*EJERCICIOS*
1. Copia literalmente el fragmento del texto sobre las cartas a Hitler que empieza con las palabras que contienen "El tenor de" y termina con "Christian zu Schaumburg-Lippe.".
2. Según el texto sobre las cartas a Hitler, ¿en qué calle de Moscú se encuentra el archivo especial del Ministerio ruso de la Defensa?

*TEXTO DEL DOCUMENTO*
El autor del libro, el historiador alemán Henrik Eberle, es un acreditado experto en la vida del cabo con el bigotito plagiado a Charlie Chaplin, y rastreando material para su biografía del mismo vino a descubrir el archivo especial del Ministerio ruso de la Defensa, en la Ulitza Makarowa de Moscú. En él, entre otros tesoros historiográficos, se encuentra el depósito de los legajos con la correspondencia privada de Hitler, confiscados en Berlín por una de las así llamadas “comisiones de trofeos”, transparente eufemismo de las unidades que, sin andarnos por las ramas, podemos decir que se dedicaban a requisar el botín de guerra.
Dichas comisiones las integraban especialistas en historia, arte, ciencias (también había en ellas periodistas), y fueron implementadas por el ejército soviético, en su avance imparable hacia la capital del III Reich, para arramblar con cuanto material de valor encontraban a su paso. Hoy en día, más de seis décadas después del final de aquella guerra, por lo menos las cartas del pueblo alemán a su Führer son accesibles al estudio de los investigadores.
Las de 1925 caben en un solo archivador. De enero a abril del '33 (con Hitler como canciller desde el 30/ I) fueron más de 3 mil. En 1934 debieron ser no menos de 12 mil, y de 1941, en el cenit de su poder y de la expansión alemana en Europa, se conservan más de 10 mil. Pero acaso sea más relevante saber que el 20/IV/19 45, en su último cumpleaños, arrinconado y derrotado en el búnker de la Cancillería, y sólo diez días antes de su postrera cobardía, aún le felicitaron por carta unas cien personas. El autor de este libro comenta en su prólogo: “Sólo el hecho de que se escribieran miles de estas cartas, demuestra una confianza en el gobierno como no la hubo antes ni la volvió a haber después.”
El tenor de la correspondencia es muy variado, pero se aprecian en él dos líneas principales: las cartas que fueron enviadas ex abundantia cordis, expresando la admiración y la sumisión fanáticas al Mesías del pueblo alemán, y las que tuvieron como meta conseguir algún favor del poder: desde una foto con autógrafo del Führer bienamado, hasta una participación en el botín incautado a los judíos y los polacos. Entre otros, este último fue el caso, documentado en el libro, del príncipe Friedrich Christian zu Schaumburg-Lippe.

*DATOS REGISTRADOS*
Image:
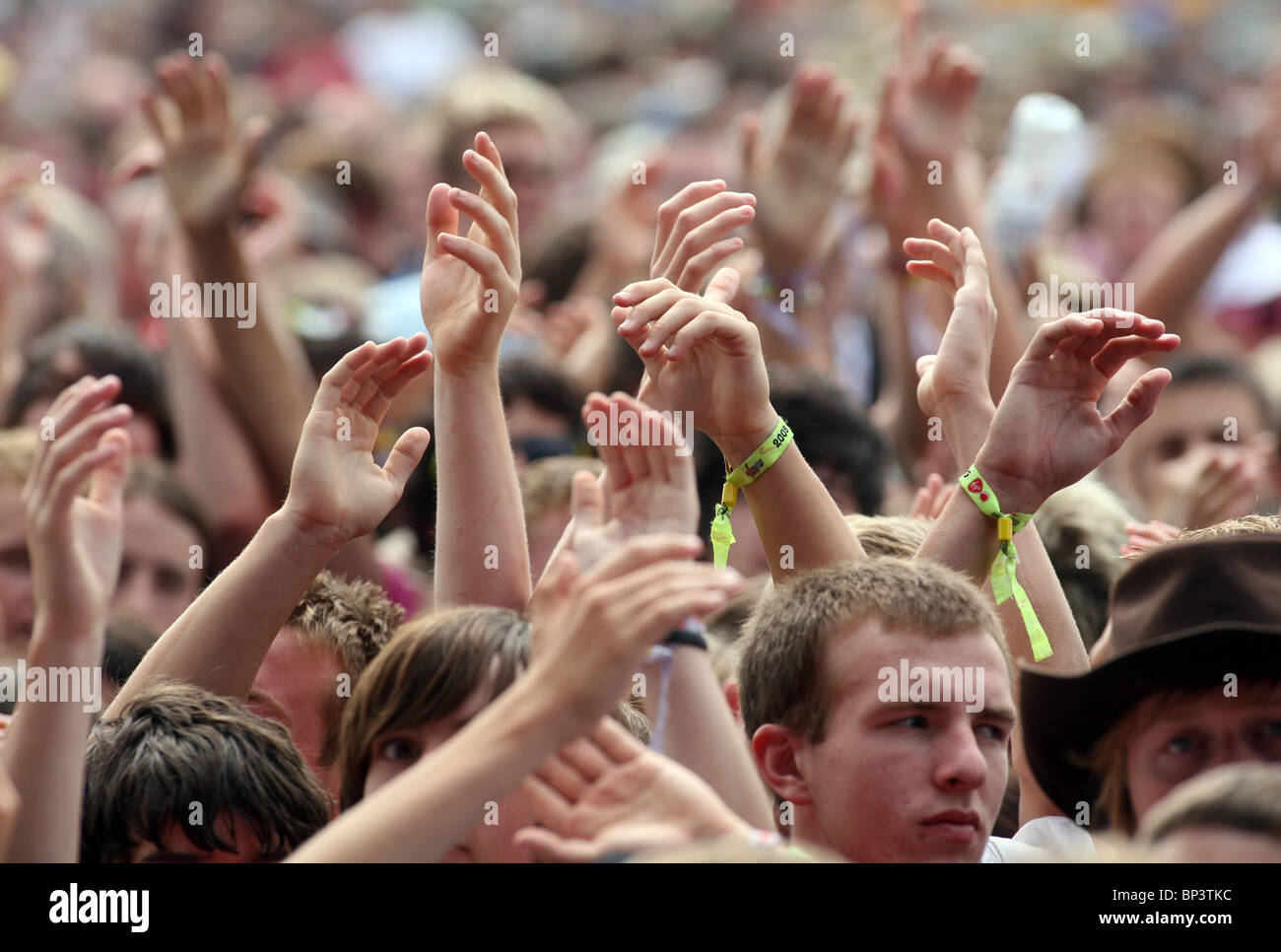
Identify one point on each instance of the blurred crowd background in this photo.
(603, 109)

*RESULTADOS*
1.
El tenor de la correspondencia es muy variado, pero se aprecian en él dos líneas principales: las cartas que fueron enviadas ex abundantia cordis, expresando la admiración y la sumisión fanáticas al Mesías del pueblo alemán, y las que tuvieron como meta conseguir algún favor del poder: desde una foto con autógrafo del Führer bienamado, hasta una participación en el botín incautado a los judíos y los polacos. Entre otros, este último fue el caso, documentado en el libro, del príncipe Friedrich Christian zu Schaumburg-Lippe.

2. En la Ulitza Makarowa.